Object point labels

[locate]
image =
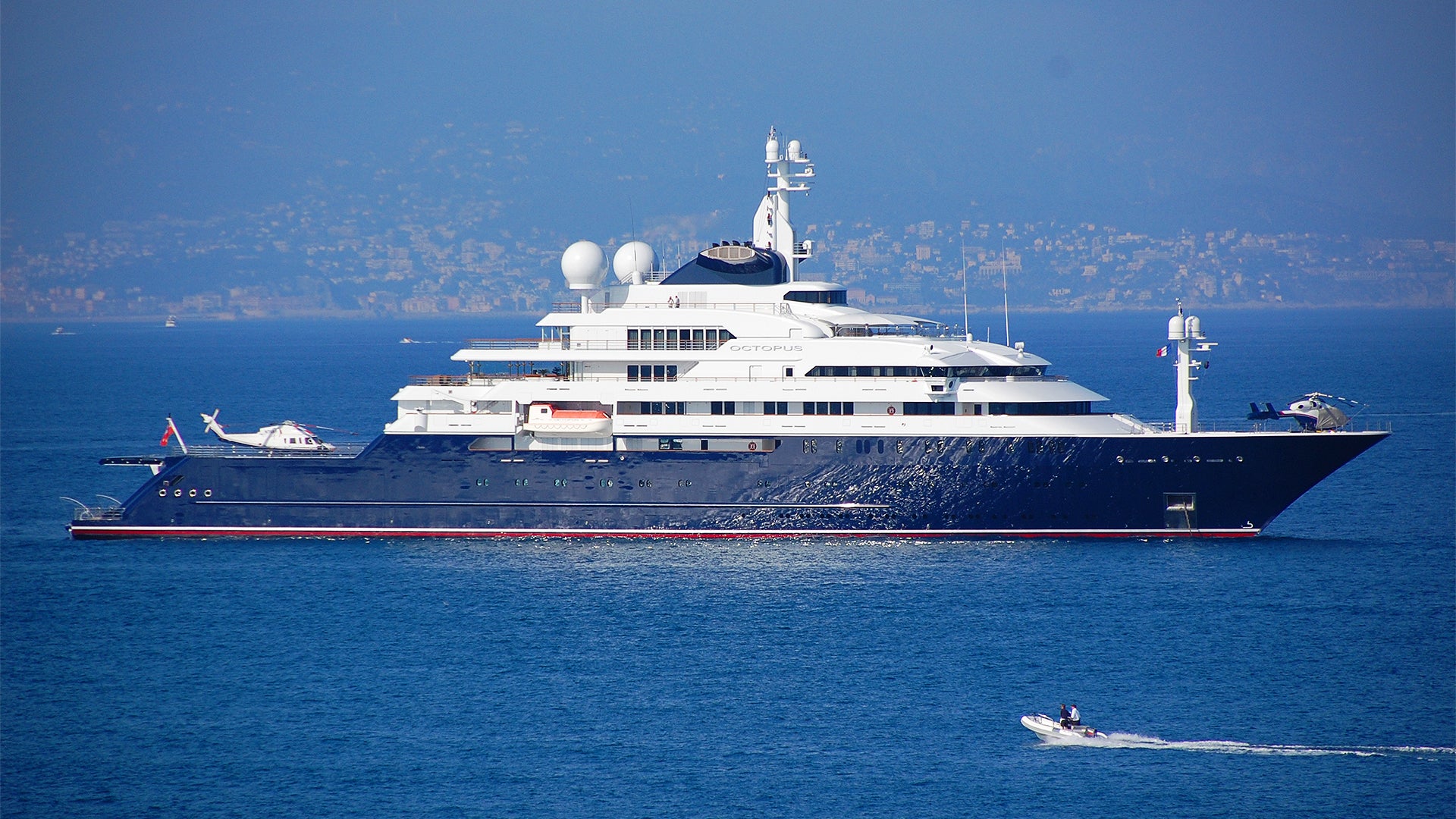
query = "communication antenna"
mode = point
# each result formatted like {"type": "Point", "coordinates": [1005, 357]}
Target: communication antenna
{"type": "Point", "coordinates": [965, 303]}
{"type": "Point", "coordinates": [1005, 293]}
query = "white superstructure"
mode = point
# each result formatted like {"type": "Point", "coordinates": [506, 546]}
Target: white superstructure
{"type": "Point", "coordinates": [734, 346]}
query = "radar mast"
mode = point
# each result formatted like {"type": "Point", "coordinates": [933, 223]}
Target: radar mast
{"type": "Point", "coordinates": [789, 171]}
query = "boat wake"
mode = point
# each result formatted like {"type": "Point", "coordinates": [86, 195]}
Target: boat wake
{"type": "Point", "coordinates": [1226, 746]}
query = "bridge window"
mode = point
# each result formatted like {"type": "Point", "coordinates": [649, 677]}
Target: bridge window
{"type": "Point", "coordinates": [651, 409]}
{"type": "Point", "coordinates": [677, 338]}
{"type": "Point", "coordinates": [1041, 409]}
{"type": "Point", "coordinates": [829, 407]}
{"type": "Point", "coordinates": [651, 372]}
{"type": "Point", "coordinates": [929, 409]}
{"type": "Point", "coordinates": [817, 297]}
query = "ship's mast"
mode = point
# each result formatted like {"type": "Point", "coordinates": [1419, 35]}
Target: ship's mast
{"type": "Point", "coordinates": [1187, 333]}
{"type": "Point", "coordinates": [789, 171]}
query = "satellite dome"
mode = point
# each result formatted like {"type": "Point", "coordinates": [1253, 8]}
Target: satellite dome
{"type": "Point", "coordinates": [584, 265]}
{"type": "Point", "coordinates": [634, 260]}
{"type": "Point", "coordinates": [1177, 330]}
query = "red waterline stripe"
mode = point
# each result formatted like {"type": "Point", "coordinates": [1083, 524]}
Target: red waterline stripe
{"type": "Point", "coordinates": [80, 532]}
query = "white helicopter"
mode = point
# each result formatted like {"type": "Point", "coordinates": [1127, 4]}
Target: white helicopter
{"type": "Point", "coordinates": [1313, 411]}
{"type": "Point", "coordinates": [287, 435]}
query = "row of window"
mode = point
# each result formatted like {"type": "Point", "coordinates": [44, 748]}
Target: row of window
{"type": "Point", "coordinates": [677, 338]}
{"type": "Point", "coordinates": [817, 297]}
{"type": "Point", "coordinates": [1041, 409]}
{"type": "Point", "coordinates": [861, 372]}
{"type": "Point", "coordinates": [651, 372]}
{"type": "Point", "coordinates": [848, 407]}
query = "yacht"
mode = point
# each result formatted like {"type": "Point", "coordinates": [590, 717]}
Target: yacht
{"type": "Point", "coordinates": [730, 397]}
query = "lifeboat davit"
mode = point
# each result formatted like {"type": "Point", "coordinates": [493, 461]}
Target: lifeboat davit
{"type": "Point", "coordinates": [548, 420]}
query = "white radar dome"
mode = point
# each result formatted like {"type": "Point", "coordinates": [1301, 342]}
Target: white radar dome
{"type": "Point", "coordinates": [1177, 331]}
{"type": "Point", "coordinates": [634, 260]}
{"type": "Point", "coordinates": [584, 265]}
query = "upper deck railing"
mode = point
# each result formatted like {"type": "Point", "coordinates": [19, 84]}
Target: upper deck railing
{"type": "Point", "coordinates": [676, 302]}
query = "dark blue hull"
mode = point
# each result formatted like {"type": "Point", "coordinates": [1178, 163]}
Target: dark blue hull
{"type": "Point", "coordinates": [1147, 484]}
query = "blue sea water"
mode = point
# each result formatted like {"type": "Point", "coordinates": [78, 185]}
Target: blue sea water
{"type": "Point", "coordinates": [1308, 672]}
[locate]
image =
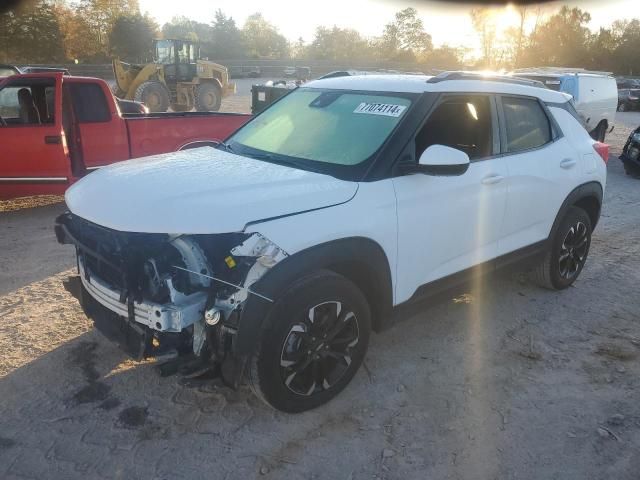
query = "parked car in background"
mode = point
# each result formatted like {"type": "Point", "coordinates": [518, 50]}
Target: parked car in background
{"type": "Point", "coordinates": [595, 94]}
{"type": "Point", "coordinates": [274, 255]}
{"type": "Point", "coordinates": [628, 100]}
{"type": "Point", "coordinates": [240, 71]}
{"type": "Point", "coordinates": [289, 71]}
{"type": "Point", "coordinates": [628, 83]}
{"type": "Point", "coordinates": [8, 70]}
{"type": "Point", "coordinates": [56, 128]}
{"type": "Point", "coordinates": [29, 69]}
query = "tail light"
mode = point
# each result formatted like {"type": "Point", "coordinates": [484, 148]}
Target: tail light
{"type": "Point", "coordinates": [603, 150]}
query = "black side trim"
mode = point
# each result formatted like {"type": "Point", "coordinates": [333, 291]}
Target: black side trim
{"type": "Point", "coordinates": [356, 256]}
{"type": "Point", "coordinates": [441, 285]}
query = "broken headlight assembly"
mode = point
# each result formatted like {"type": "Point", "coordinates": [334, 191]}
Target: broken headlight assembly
{"type": "Point", "coordinates": [169, 295]}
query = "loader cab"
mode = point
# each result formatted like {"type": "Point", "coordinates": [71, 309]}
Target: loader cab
{"type": "Point", "coordinates": [179, 59]}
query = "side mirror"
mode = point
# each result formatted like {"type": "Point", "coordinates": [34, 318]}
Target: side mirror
{"type": "Point", "coordinates": [440, 160]}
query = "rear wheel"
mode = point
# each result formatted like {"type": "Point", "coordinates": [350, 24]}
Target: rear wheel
{"type": "Point", "coordinates": [316, 339]}
{"type": "Point", "coordinates": [568, 252]}
{"type": "Point", "coordinates": [154, 95]}
{"type": "Point", "coordinates": [208, 98]}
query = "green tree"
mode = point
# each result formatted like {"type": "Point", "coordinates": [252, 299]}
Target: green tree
{"type": "Point", "coordinates": [226, 38]}
{"type": "Point", "coordinates": [183, 28]}
{"type": "Point", "coordinates": [262, 39]}
{"type": "Point", "coordinates": [627, 50]}
{"type": "Point", "coordinates": [30, 33]}
{"type": "Point", "coordinates": [563, 40]}
{"type": "Point", "coordinates": [131, 38]}
{"type": "Point", "coordinates": [405, 38]}
{"type": "Point", "coordinates": [339, 44]}
{"type": "Point", "coordinates": [444, 58]}
{"type": "Point", "coordinates": [101, 16]}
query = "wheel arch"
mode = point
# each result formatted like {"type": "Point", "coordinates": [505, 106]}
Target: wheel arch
{"type": "Point", "coordinates": [588, 197]}
{"type": "Point", "coordinates": [360, 259]}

- **EXERCISE OBJECTIVE**
Repeat the preceding records precisely, and leave every picture out of the copy.

- **ANSWER TO THIS TASK**
[locate]
image =
query = "communication antenna"
mode = point
# each result formatted like {"type": "Point", "coordinates": [1005, 357]}
Target: communication antenna
{"type": "Point", "coordinates": [965, 303]}
{"type": "Point", "coordinates": [1005, 293]}
query = "white superstructure"
mode = point
# each result formatted like {"type": "Point", "coordinates": [506, 546]}
Target: white superstructure
{"type": "Point", "coordinates": [734, 346]}
query = "radar mast"
mode = point
# each result formatted like {"type": "Point", "coordinates": [933, 223]}
Target: radar mast
{"type": "Point", "coordinates": [789, 171]}
query = "boat wake"
mode = point
# each result formatted like {"type": "Point", "coordinates": [86, 195]}
Target: boat wake
{"type": "Point", "coordinates": [1226, 746]}
query = "bridge window"
mode = point
# each result formatted like {"type": "Point", "coordinates": [649, 677]}
Target: bridge window
{"type": "Point", "coordinates": [651, 409]}
{"type": "Point", "coordinates": [677, 338]}
{"type": "Point", "coordinates": [1041, 409]}
{"type": "Point", "coordinates": [829, 407]}
{"type": "Point", "coordinates": [651, 372]}
{"type": "Point", "coordinates": [929, 409]}
{"type": "Point", "coordinates": [817, 297]}
query = "ship's mast"
mode = point
# each result formatted like {"type": "Point", "coordinates": [1419, 35]}
Target: ship's mast
{"type": "Point", "coordinates": [1187, 333]}
{"type": "Point", "coordinates": [789, 171]}
query = "satellite dome"
mode = point
# each result formatted like {"type": "Point", "coordinates": [1253, 8]}
Target: satellite dome
{"type": "Point", "coordinates": [584, 265]}
{"type": "Point", "coordinates": [634, 260]}
{"type": "Point", "coordinates": [1177, 330]}
query = "red waterline stripe"
mode = point
# each result formatted like {"type": "Point", "coordinates": [1083, 524]}
Target: red waterline stripe
{"type": "Point", "coordinates": [80, 532]}
query = "white helicopter"
mode = point
# each result formatted like {"type": "Point", "coordinates": [1127, 4]}
Target: white helicopter
{"type": "Point", "coordinates": [1313, 411]}
{"type": "Point", "coordinates": [287, 435]}
query = "row of window"
mode = point
# each result formatted like {"type": "Point", "coordinates": [44, 748]}
Target: row of window
{"type": "Point", "coordinates": [677, 338]}
{"type": "Point", "coordinates": [817, 297]}
{"type": "Point", "coordinates": [1041, 409]}
{"type": "Point", "coordinates": [861, 372]}
{"type": "Point", "coordinates": [651, 372]}
{"type": "Point", "coordinates": [848, 407]}
query = "yacht"
mode = point
# each result formatted like {"type": "Point", "coordinates": [590, 717]}
Target: yacht
{"type": "Point", "coordinates": [730, 397]}
query = "lifeboat davit"
mode = point
# each result formatted like {"type": "Point", "coordinates": [493, 461]}
Target: lifeboat davit
{"type": "Point", "coordinates": [548, 420]}
query = "white radar dome"
mode = point
# each result formatted like {"type": "Point", "coordinates": [1301, 342]}
Target: white radar dome
{"type": "Point", "coordinates": [1177, 331]}
{"type": "Point", "coordinates": [634, 260]}
{"type": "Point", "coordinates": [584, 265]}
query = "upper deck railing"
mode = point
# each result formatted like {"type": "Point", "coordinates": [19, 84]}
Target: upper deck railing
{"type": "Point", "coordinates": [676, 302]}
query = "dark blue hull"
mode = point
# each result formatted like {"type": "Point", "coordinates": [1178, 163]}
Target: dark blue hull
{"type": "Point", "coordinates": [1147, 484]}
query = "blue sea water"
mode = point
# each result formatted like {"type": "Point", "coordinates": [78, 185]}
Target: blue sea water
{"type": "Point", "coordinates": [1308, 672]}
[locate]
image =
query = "parked car in background"
mode = point
# each result formatted like {"type": "Point", "coordinates": [518, 50]}
Target: parked car in background
{"type": "Point", "coordinates": [595, 94]}
{"type": "Point", "coordinates": [274, 255]}
{"type": "Point", "coordinates": [628, 100]}
{"type": "Point", "coordinates": [240, 71]}
{"type": "Point", "coordinates": [289, 71]}
{"type": "Point", "coordinates": [628, 83]}
{"type": "Point", "coordinates": [8, 70]}
{"type": "Point", "coordinates": [56, 128]}
{"type": "Point", "coordinates": [29, 69]}
query = "tail light"
mode = point
# each result formatted like {"type": "Point", "coordinates": [484, 148]}
Target: tail light
{"type": "Point", "coordinates": [603, 150]}
query = "black side trim"
mode = point
# each result formatted like {"type": "Point", "coordinates": [333, 291]}
Target: black side trim
{"type": "Point", "coordinates": [356, 256]}
{"type": "Point", "coordinates": [441, 285]}
query = "broken headlight assembly"
mode = point
# each result formatted like {"type": "Point", "coordinates": [334, 191]}
Target: broken headlight assembly
{"type": "Point", "coordinates": [169, 295]}
query = "loader cab"
mode = point
# each result formatted like {"type": "Point", "coordinates": [71, 309]}
Target: loader cab
{"type": "Point", "coordinates": [179, 59]}
query = "side mirror"
mode = point
# each result formatted like {"type": "Point", "coordinates": [34, 318]}
Target: side mirror
{"type": "Point", "coordinates": [440, 160]}
query = "rear wheel"
mode = point
# each result formatted like {"type": "Point", "coordinates": [350, 24]}
Target: rear wheel
{"type": "Point", "coordinates": [316, 339]}
{"type": "Point", "coordinates": [568, 252]}
{"type": "Point", "coordinates": [154, 95]}
{"type": "Point", "coordinates": [208, 98]}
query = "green tree"
mode = point
# each result formatted like {"type": "Point", "coordinates": [252, 299]}
Target: green tree
{"type": "Point", "coordinates": [226, 38]}
{"type": "Point", "coordinates": [183, 28]}
{"type": "Point", "coordinates": [262, 39]}
{"type": "Point", "coordinates": [627, 50]}
{"type": "Point", "coordinates": [30, 33]}
{"type": "Point", "coordinates": [563, 40]}
{"type": "Point", "coordinates": [131, 38]}
{"type": "Point", "coordinates": [405, 38]}
{"type": "Point", "coordinates": [339, 44]}
{"type": "Point", "coordinates": [444, 58]}
{"type": "Point", "coordinates": [101, 16]}
query = "wheel arch"
mode = point
# each result formatted like {"type": "Point", "coordinates": [505, 106]}
Target: wheel arch
{"type": "Point", "coordinates": [588, 197]}
{"type": "Point", "coordinates": [360, 259]}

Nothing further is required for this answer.